§ **Exercise requirements**
Write out, word for word, the part of the text below about working with the horse Tonka while in a cast, from "For the last" up to and including "cooperative to angry.".

§ **Document passage**
-*-
Working While Laid Up

By Terry Golson


For the last month I’ve had a cast on my left foot. My dog nurse thinks that I should be on the couch with him for the duration.

 

But I’ve never been a good patient, and much to Scooter’s disappointment, I got a plastic protector for the cast, meant for use in the shower, put duct tape on the bottom, and have been going to the stable daily.

I can’t ride, but Tonka and I have things to do.

Right before I was injured, I’d videoed Tonka’s behavior when I tried to lunge him. The sort of training that I do gives the horse a voice. When they’re uncomfortable or upset, they know that they can tell me and I’ll listen. But, in the case of the lunging, I didn’t know what Tonka was saying. The video helped me to pinpoint the moment that he went from cooperative to angry.

 

In the above photo you can see Tonka reacting to a slight change of my body position as I ask him to move forward and out. I wondered whether he’d react the same way outside of the ring. He did. Tonka went from grazing contentedly to this. I’m not sure why he feels this way about lunging (I have my theories) but what mattered now was that I knew how to go forward.
-*-
§ **Provided material**

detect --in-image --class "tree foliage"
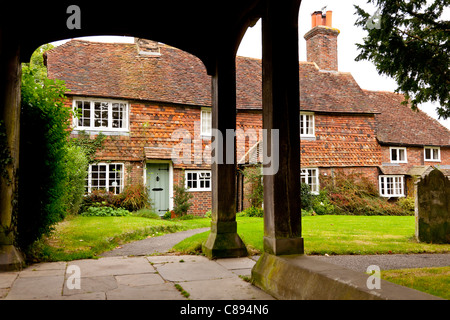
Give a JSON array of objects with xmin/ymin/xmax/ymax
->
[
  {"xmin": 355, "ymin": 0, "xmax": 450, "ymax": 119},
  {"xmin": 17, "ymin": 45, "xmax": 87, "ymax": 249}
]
-*-
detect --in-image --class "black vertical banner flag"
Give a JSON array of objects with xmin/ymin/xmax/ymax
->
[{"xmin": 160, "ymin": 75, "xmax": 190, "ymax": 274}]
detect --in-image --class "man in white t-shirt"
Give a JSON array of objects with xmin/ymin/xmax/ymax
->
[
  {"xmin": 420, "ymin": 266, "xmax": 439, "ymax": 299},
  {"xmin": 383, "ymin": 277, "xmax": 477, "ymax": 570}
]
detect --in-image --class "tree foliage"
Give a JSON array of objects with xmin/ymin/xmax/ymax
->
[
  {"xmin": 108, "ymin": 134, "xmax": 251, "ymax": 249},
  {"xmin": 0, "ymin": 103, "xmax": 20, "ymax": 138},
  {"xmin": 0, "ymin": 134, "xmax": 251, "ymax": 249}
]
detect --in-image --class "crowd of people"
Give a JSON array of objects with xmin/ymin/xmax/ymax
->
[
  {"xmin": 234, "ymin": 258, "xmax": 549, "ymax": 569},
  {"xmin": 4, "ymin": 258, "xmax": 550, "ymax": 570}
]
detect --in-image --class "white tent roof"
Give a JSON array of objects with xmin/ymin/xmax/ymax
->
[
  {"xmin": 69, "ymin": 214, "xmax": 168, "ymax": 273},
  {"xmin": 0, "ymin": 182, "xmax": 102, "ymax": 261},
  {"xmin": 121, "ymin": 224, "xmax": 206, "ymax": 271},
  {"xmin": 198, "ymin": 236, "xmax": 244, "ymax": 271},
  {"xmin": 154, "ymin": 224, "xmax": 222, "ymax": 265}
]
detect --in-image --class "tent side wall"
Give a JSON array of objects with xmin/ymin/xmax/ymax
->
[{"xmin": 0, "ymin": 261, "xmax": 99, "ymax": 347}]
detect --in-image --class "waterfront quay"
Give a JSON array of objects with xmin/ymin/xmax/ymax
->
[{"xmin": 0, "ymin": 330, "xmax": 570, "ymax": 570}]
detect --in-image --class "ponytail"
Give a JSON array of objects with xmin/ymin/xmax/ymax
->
-*-
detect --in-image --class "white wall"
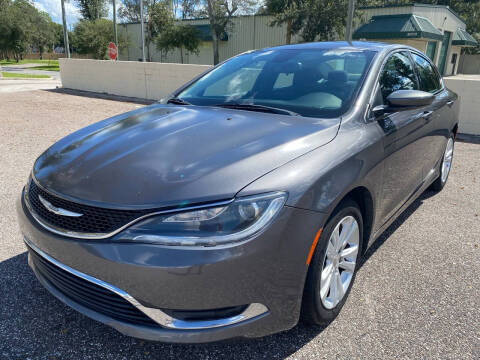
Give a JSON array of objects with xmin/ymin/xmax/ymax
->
-*-
§ **Task result**
For the last month I’ve had a cast on my left foot. My dog nurse thinks that I should be on the couch with him for the duration.

 

But I’ve never been a good patient, and much to Scooter’s disappointment, I got a plastic protector for the cast, meant for use in the shower, put duct tape on the bottom, and have been going to the stable daily.

I can’t ride, but Tonka and I have things to do.

Right before I was injured, I’d videoed Tonka’s behavior when I tried to lunge him. The sort of training that I do gives the horse a voice. When they’re uncomfortable or upset, they know that they can tell me and I’ll listen. But, in the case of the lunging, I didn’t know what Tonka was saying. The video helped me to pinpoint the moment that he went from cooperative to angry.